Content starts
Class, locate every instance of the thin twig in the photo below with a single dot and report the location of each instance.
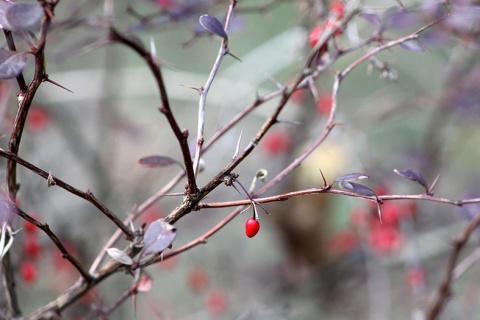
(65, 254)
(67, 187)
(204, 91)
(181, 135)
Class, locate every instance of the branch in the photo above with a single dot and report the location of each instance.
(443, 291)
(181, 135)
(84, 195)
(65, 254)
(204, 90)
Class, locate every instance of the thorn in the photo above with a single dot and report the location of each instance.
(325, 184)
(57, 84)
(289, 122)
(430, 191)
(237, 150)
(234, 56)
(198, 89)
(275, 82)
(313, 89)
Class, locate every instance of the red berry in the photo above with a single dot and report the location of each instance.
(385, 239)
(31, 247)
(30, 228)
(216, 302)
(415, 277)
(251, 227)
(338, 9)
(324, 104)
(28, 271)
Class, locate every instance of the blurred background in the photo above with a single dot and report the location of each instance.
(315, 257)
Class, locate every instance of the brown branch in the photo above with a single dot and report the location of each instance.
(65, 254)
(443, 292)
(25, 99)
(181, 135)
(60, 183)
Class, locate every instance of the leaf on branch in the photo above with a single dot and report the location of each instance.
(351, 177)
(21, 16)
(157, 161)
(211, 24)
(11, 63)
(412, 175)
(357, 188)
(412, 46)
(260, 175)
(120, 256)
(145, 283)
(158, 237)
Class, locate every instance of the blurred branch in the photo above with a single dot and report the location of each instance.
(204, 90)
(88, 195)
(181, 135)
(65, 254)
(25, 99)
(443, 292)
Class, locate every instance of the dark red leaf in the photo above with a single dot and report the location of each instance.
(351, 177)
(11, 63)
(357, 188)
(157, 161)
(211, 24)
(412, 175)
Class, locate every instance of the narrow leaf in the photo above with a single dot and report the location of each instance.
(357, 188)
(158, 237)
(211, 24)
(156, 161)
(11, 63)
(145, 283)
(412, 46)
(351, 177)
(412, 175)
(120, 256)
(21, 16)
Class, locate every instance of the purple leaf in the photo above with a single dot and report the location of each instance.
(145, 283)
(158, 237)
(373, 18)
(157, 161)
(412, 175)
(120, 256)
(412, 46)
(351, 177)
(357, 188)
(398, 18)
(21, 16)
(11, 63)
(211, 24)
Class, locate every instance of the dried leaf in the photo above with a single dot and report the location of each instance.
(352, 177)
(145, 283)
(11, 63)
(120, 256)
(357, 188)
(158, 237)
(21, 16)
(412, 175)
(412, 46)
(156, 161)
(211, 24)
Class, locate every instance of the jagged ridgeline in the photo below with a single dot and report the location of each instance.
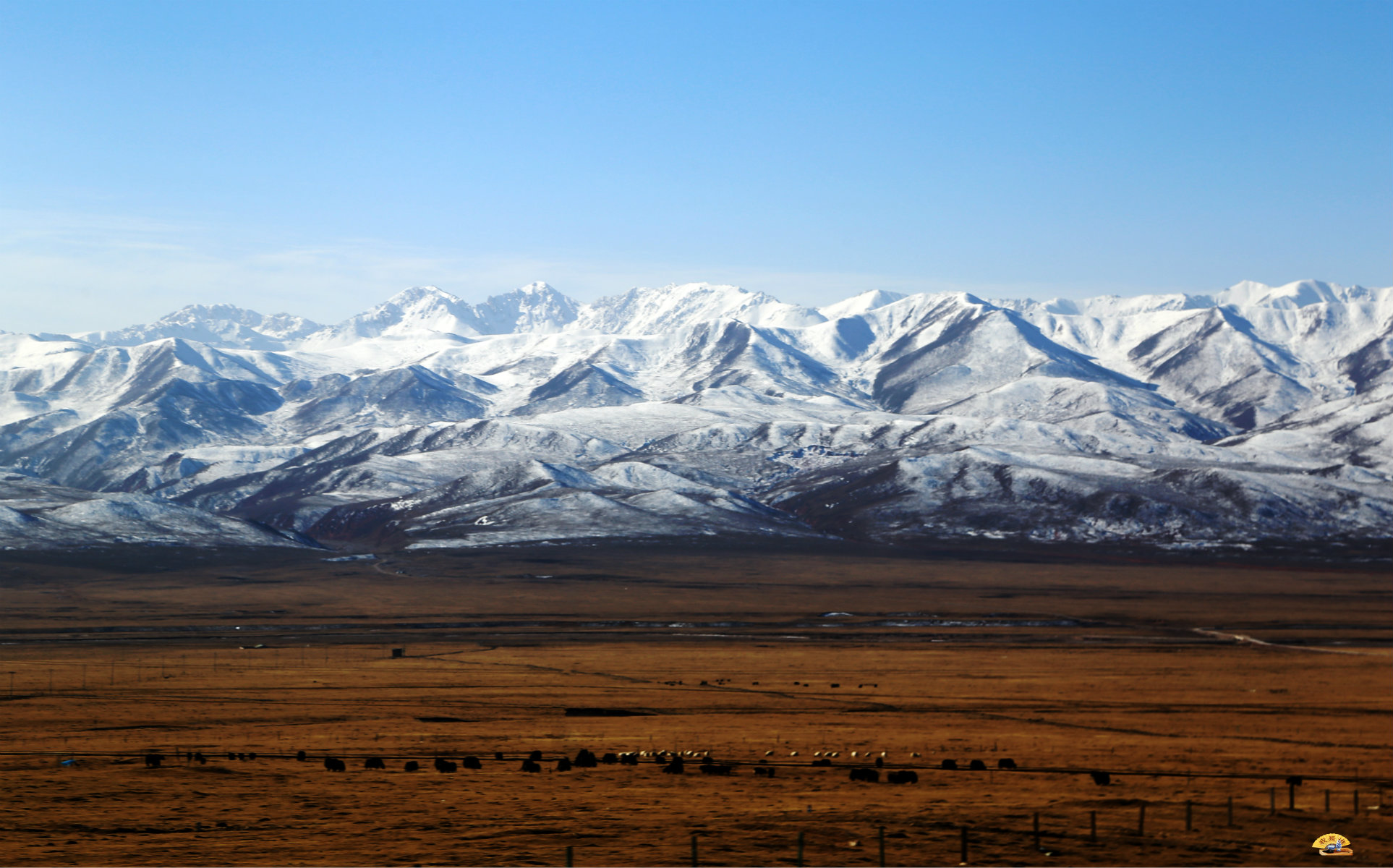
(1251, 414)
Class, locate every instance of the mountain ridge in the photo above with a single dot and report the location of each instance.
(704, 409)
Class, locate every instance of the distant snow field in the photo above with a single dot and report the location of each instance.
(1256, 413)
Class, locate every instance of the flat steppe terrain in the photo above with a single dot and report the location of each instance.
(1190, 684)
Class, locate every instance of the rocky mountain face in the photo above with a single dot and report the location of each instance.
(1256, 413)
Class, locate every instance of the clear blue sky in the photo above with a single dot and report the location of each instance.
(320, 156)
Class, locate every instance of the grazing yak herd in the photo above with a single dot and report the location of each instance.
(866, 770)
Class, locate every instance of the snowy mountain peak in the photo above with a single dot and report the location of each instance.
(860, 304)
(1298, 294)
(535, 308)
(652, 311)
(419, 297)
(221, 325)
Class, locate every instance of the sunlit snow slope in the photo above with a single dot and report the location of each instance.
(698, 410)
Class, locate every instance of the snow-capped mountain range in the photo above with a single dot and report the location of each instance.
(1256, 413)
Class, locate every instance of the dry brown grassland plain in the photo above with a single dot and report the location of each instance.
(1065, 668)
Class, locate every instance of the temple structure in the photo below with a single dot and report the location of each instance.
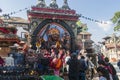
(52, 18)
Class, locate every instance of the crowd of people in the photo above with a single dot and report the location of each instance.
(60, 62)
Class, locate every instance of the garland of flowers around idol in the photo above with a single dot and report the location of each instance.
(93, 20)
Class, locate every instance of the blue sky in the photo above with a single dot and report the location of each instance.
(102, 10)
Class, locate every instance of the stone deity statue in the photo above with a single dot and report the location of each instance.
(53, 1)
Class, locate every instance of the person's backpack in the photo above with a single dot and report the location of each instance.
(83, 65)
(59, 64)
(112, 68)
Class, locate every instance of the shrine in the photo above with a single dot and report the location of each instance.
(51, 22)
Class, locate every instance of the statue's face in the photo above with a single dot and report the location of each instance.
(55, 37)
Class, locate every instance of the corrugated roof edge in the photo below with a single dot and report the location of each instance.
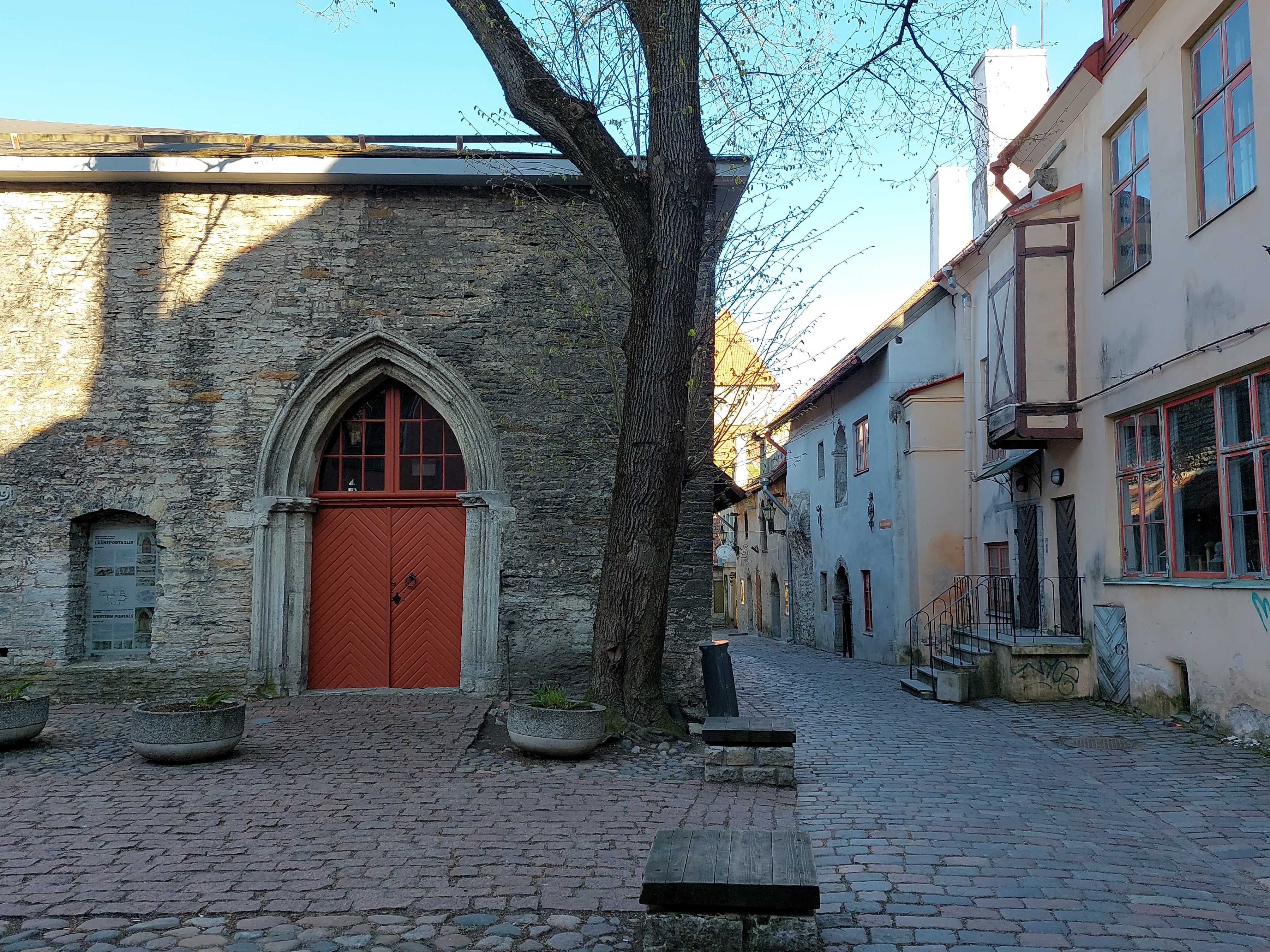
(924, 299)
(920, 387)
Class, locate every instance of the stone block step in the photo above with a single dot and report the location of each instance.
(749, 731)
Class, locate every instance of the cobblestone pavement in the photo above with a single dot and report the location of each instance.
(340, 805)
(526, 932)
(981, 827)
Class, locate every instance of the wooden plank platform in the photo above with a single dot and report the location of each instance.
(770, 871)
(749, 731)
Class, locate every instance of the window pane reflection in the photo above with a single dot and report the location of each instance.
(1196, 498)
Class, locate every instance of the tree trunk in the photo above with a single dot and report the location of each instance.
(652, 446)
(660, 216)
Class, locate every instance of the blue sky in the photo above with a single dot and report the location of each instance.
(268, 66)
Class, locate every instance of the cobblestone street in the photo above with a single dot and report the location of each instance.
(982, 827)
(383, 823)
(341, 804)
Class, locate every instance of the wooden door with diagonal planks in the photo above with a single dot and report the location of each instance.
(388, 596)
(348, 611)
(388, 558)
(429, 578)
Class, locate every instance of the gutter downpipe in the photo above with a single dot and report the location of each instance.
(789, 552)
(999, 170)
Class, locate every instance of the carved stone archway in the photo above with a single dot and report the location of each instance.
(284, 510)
Content ends
● Problem requirements
Restate, word for word, the entries above, dropping any picture.

● Answer to this task
Class, locate every instance of the thin twig in the photo below with a single dot and report the location of each instance.
(65, 254)
(67, 187)
(204, 91)
(181, 135)
Class, locate every instance of the branch in the photo above with a single dot and report the location of each instance.
(443, 291)
(181, 135)
(84, 195)
(65, 254)
(204, 90)
Class, locate every instance of the thorn in the photo above with a single dot and report the location of each instance.
(325, 184)
(57, 84)
(289, 122)
(430, 191)
(237, 150)
(234, 56)
(198, 89)
(275, 82)
(313, 89)
Class, locate every instance of the red berry in the photo above with a single dot and report the location of each instance.
(385, 239)
(31, 247)
(30, 228)
(216, 302)
(415, 277)
(251, 227)
(338, 9)
(324, 104)
(28, 271)
Class, locate every instance of the blurred background in the photo above with a single dot and report the location of each instance.
(315, 257)
Class, locate every instance of the brown branch in the photo above with a single dot and report the location of each instance.
(65, 254)
(443, 292)
(25, 99)
(181, 135)
(60, 183)
Class, locate every instance of the leaf on branch in the photo above with a single dot and report the location of each instance.
(351, 177)
(21, 16)
(157, 161)
(211, 24)
(11, 63)
(412, 175)
(357, 188)
(412, 46)
(260, 175)
(120, 256)
(145, 283)
(158, 237)
Class, locate every instance of the blurred branch in the photo above with a single dot and report the location of each instance.
(204, 90)
(88, 195)
(181, 135)
(65, 254)
(25, 99)
(443, 292)
Class, locate every instance of the dark red leaf in the photo above with a single dot and report the location of each instance.
(351, 177)
(11, 63)
(357, 188)
(157, 161)
(211, 24)
(412, 175)
Class, locate every instance of the narrow leaf in the photo above with a single dot and report the location of each instance.
(357, 188)
(158, 237)
(211, 24)
(156, 161)
(11, 63)
(145, 283)
(412, 46)
(351, 177)
(412, 175)
(120, 256)
(21, 16)
Class, locate every instance of the purple leaf in the photo above with a single dot and report the location of each instance.
(145, 283)
(158, 237)
(373, 18)
(157, 161)
(412, 175)
(120, 256)
(412, 46)
(351, 177)
(357, 188)
(398, 18)
(21, 16)
(11, 63)
(211, 24)
Class, locate every instance of the dried leaf in the photo above with a single dot and report the location of each instance.
(352, 177)
(145, 283)
(11, 63)
(120, 256)
(357, 188)
(158, 237)
(21, 16)
(412, 175)
(412, 46)
(156, 161)
(211, 24)
Class, locate every instance of the jagged ridgeline in the photo below with a single dot and report the location of each instance.
(1251, 414)
Class, locate every instance of the mountain ridge in the photo above with a single dot and report the location of each instance.
(704, 409)
Class, locate every instance of the distant snow field in the photo above with a single dot and report the location of each instance.
(1256, 413)
Class, locate every instance of the flat steppe terrain in the photo above with a single dot and report the location of each instance.
(1190, 684)
Class, locate every instance of the rocky mountain face in the photo above with a single dot and report the location of each instance.
(1256, 413)
Class, locate every instance of the clear blue sky in the photo above with a single dot and report the location of each instance.
(320, 156)
Class, locate every instance of the grazing yak herd in the photo above with a single dot and report the location of each instance.
(866, 770)
Class, locate every instance of the snowy mountain peak in the photo above with a single dot and report the location of each instance.
(860, 304)
(1298, 294)
(535, 308)
(652, 311)
(419, 297)
(221, 325)
Class, locate every instance of the sunlit snow slope in the photo above with a single dot and report the location of each instance.
(698, 410)
Class, locate every instance of the snow-capped mountain range in the photo above with a single dot and report the location of each instance.
(1256, 413)
Class, locate every instance of the dry brown grassland plain in the photo above with a single dot and report the location of each instance.
(1065, 668)
Class, locate every instance of the temple structure in the photo below with a single dot and report the location of each instance.
(52, 18)
Class, locate every instance of the crowd of people in the photo above with a single dot and report the location of each instance.
(60, 62)
Class, locate every instance of the garland of flowers around idol in the photo above with a single dot and report the location of each instance.
(93, 20)
Class, locate every instance of the blue sky in the photo above with a single dot and report the location of each instance.
(102, 10)
Class, locate every instance of the stone deity statue in the photo above with a single dot and report the location of each instance.
(53, 1)
Class, locate every instance of the person's backpack in the photo above with a single dot and report the location of each instance.
(83, 65)
(59, 64)
(112, 68)
Class, locate every instance of the shrine in the photo above with a single dot and report the location of each instance.
(51, 22)
Class, locate every instance of the statue's face in the photo above with a single dot and report the location of each instance.
(55, 37)
Class, locate every instance of the corrugated roof edge in the photo below with a single dot and report the location of each instance.
(924, 299)
(920, 387)
Class, locate every instance of the stone block step in the photo above with a single dot and report the location of each instance.
(749, 731)
Class, locate every instance of the cobblestone pavement in the photo above with a single dot and report the location of each instance.
(340, 805)
(526, 932)
(981, 827)
Class, locate every instance of the wooden plank platform in the photo above with a single dot and report the location of each instance.
(770, 871)
(749, 731)
Class, locate every instance of the window pane reflection in the photo above with a single dot and report the location of each instance.
(1196, 498)
Class, locate every instance of the tree trunk in the photo above with a single dot and report the location of each instance.
(652, 446)
(660, 216)
Class, locate every instance of the blue sky in the photo above with a single dot and report the location of each instance.
(268, 66)
Class, locate every instance of the cobblestone street in the photo above with a single dot and report the location of each instance.
(982, 827)
(383, 823)
(341, 804)
Class, locate every instance of the wooden door with diagonal planks in the photo above with a single dot and report the location of each instance.
(388, 596)
(348, 611)
(388, 558)
(429, 578)
Class, locate every instance of the gutter downpipe in the photo above with a single dot and report the location of each instance.
(789, 552)
(999, 170)
Class, locate every instance of the carved stone archway in the photo above with a single dot and report the location of each instance.
(284, 510)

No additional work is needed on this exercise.